Dataset records:
--------------------

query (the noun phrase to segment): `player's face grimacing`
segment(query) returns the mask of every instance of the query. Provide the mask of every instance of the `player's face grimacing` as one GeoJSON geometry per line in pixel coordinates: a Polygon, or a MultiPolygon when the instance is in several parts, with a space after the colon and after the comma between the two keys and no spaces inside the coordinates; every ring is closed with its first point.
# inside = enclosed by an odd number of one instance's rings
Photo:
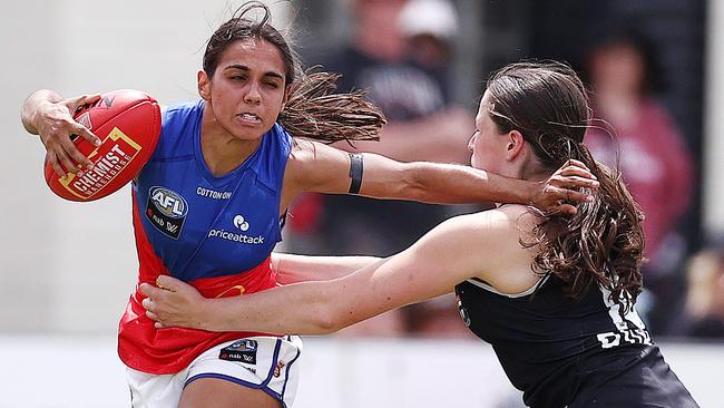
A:
{"type": "Polygon", "coordinates": [[[200,71],[199,93],[234,137],[254,140],[272,128],[286,97],[284,61],[271,42],[250,38],[228,46],[214,76],[200,71]]]}
{"type": "Polygon", "coordinates": [[[476,116],[476,133],[468,142],[468,149],[472,152],[470,165],[502,174],[501,162],[506,149],[503,136],[490,117],[490,94],[486,90],[476,116]]]}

--------------------

**Given exercise**
Please repeat every line of the records above word for word, leaving out the pictures.

**The answer**
query (the noun phrase to segment): `player's face grimacing`
segment(query) returns the mask of every instance of the query. Provide the mask of every instance of the `player's face grimacing` as one GeoJSON geometry per line in pixel coordinates: a Polygon, or a MultiPolygon when the instance is in several parts, with a space after the colon and after the comma between the two keys and no spaces inside the coordinates; every ring is closed with its first point.
# inside = enclosed by an odd number of one instance's rings
Photo:
A:
{"type": "Polygon", "coordinates": [[[200,71],[199,93],[234,137],[254,140],[272,128],[286,97],[284,61],[271,42],[250,38],[228,46],[214,76],[200,71]]]}
{"type": "Polygon", "coordinates": [[[476,116],[476,133],[468,142],[468,149],[472,152],[470,165],[502,174],[501,162],[506,149],[503,136],[490,117],[490,94],[486,90],[476,116]]]}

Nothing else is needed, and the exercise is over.